Stated exercise A >>
List every short name that the comment letter on the proposed PFIC regulations defines in parentheses with quotation marks.

CC:PA:LPD:PR(REG-108214-15)

 

Room 5203

 

Internal Revenue Service

 

P.O. Box 7604

 

Ben Franklin Station

 

1111 Constitution Avenue, N.W.

 

Washington, D.C. 20044

 

Re: Proposed Treasury Regulation Section 1.1297-4

 

Dear Sir or Madam

These comments are submitted by Assured Guaranty Ltd. ("AGL"), the publicly traded holding company for the Assured Guaranty family of companies. AGL is organized under the laws of Bermuda. The Assured Guaranty companies insure and reinsure U.S. municipal bonds, international infrastructure transactions and structured financings. The Assured Guaranty companies include three U.S. incorporated financial guaranty insurers providing primary insurance coverage with respect to bond issuances by U.S. municipalities, infrastructure projects in the United States and abroad and structured finance vehicles. Our Bermuda-based subsidiary, Assured Guaranty Re Ltd. ("AG Re"), is our flagship financial guaranty reinsurance company and currently is the largest financial guaranty reinsurer globally based on net par outstanding and claims-paying resources. AG Re provides reinsurance protection to affiliated companies in the AGL family and unrelated financial guaranty companies.

We welcome the opportunity to comment on the proposed regulations providing guidance on the application of the insurance company exception to the passive foreign investment company ("PFIC") rules (the "PFIC Proposed Regulations"). AGL is a member of The Association of Bermuda Insurers and Reinsurers ("ABIR"), an organization that represents 20 commercial insurers and reinsurers with operations in Bermuda that is separately submitting comments on the PFIC Proposed Regulations. Although we agree with the analysis and suggestions in the ABIR comment letter, we believe that it is important to supplement the ABIR submission with our own comment letter to highlight the unique nature of the financial guaranty business and the unfairness inherent in the application of a bright line test focused on a specified percentage of a non-U.S. insurance company's total insurance liabilities for a given taxable year for determining the assets that should be treated as held to meet obligations under insurance or reinsurance contracts for the year for purposes of the insurance company exception to the PFIC rules.

The insurance company exception to the PFIC rules was a tacit acknowledgement by Congress in enacting such rules that a non-U.S. insurance company should not be characterized as a PFIC simply due to its large portfolio of investment assets. The legislative history underscores that the exception was intended to ensure that income derived by a bona fide insurance company would not be treated as passive income for purposes of PFIC testing, except to the extent such income is attributable to financial reserves (and presumably other assets, although not explicitly stated in the legislative history) in excess of the reasonable needs of the insurance business. This legislative history underscores Congressional concern that the insurance company exception to the PFIC rules could be abused by an overcapitalized non-U.S. insurance company that can generate tax advantaged investment income in excess of the needs of its insurance business for the benefit of its U.S. shareholders.

Given data >>
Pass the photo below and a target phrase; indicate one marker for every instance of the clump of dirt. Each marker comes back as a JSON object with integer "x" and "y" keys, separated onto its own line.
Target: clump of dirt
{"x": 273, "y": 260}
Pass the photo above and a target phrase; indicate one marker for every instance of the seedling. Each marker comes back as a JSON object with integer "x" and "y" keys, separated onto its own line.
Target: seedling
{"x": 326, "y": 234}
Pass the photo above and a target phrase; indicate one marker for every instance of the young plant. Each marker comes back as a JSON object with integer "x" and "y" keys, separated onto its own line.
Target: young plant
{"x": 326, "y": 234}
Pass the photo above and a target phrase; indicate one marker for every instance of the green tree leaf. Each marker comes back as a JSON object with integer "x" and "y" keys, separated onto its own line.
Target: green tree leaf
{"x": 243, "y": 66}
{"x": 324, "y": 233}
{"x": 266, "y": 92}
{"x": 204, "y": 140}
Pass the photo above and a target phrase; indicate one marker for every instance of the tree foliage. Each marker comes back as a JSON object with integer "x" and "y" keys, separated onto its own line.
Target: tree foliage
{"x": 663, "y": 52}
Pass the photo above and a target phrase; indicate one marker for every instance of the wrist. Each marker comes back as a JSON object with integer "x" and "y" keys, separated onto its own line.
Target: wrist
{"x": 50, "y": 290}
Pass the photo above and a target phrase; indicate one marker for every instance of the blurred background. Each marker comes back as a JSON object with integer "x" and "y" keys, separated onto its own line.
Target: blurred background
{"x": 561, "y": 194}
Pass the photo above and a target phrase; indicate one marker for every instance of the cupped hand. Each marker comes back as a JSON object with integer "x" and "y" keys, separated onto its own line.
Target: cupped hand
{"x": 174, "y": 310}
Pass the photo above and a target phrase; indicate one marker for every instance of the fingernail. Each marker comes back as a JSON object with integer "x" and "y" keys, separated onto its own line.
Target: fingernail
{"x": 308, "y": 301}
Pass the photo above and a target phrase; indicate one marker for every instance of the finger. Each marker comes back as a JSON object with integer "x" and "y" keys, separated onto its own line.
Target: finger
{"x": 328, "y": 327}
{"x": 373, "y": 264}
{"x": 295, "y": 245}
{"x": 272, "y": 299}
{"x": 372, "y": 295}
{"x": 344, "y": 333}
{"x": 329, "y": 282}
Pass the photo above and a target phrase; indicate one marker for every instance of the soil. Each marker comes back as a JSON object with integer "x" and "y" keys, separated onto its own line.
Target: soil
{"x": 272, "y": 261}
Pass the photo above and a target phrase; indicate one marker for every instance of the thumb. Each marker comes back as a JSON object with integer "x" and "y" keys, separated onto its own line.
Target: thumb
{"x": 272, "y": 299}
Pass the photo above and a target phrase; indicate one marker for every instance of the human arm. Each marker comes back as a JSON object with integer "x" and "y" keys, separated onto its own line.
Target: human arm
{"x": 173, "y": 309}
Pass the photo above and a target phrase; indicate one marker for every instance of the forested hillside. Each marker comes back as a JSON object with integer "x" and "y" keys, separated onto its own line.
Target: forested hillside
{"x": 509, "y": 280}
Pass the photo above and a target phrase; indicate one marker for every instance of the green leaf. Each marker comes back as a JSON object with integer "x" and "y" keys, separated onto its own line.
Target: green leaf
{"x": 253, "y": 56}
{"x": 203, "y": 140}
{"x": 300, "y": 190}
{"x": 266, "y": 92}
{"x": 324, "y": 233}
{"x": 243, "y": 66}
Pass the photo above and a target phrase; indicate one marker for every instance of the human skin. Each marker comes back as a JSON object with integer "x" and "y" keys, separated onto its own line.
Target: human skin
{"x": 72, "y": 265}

Stated exercise B >>
Revise the entries from the line containing "the human arm." through the last line of the entries. Change "marker" to "point" wherever it appears and leave everything else unchanged.

Full output A >>
- "AGL"
- "AG Re"
- "PFIC"
- "PFIC Proposed Regulations"
- "ABIR"

Full output B >>
Pass the photo above and a target phrase; indicate one point for every instance of the human arm. Each point comes back as a JSON object with integer "x" and "y" keys, separated onto its own line.
Target: human arm
{"x": 173, "y": 309}
Pass the photo above and a target phrase; indicate one point for every instance of the forested hillside. Each point comes back as a JSON object with integer "x" and "y" keys, separated onto its own line.
Target: forested hillside
{"x": 509, "y": 280}
Pass the photo above and a target phrase; indicate one point for every instance of the green leaf. Each point comes back as a JSON object with integer "x" and "y" keys, separated onto its own line.
Target: green leaf
{"x": 253, "y": 56}
{"x": 203, "y": 140}
{"x": 300, "y": 190}
{"x": 266, "y": 92}
{"x": 324, "y": 233}
{"x": 243, "y": 66}
Pass the photo above and a target phrase; indicate one point for every instance of the human skin. Each point comes back as a JSON object with integer "x" and "y" keys, separated onto its own line.
Target: human skin
{"x": 72, "y": 265}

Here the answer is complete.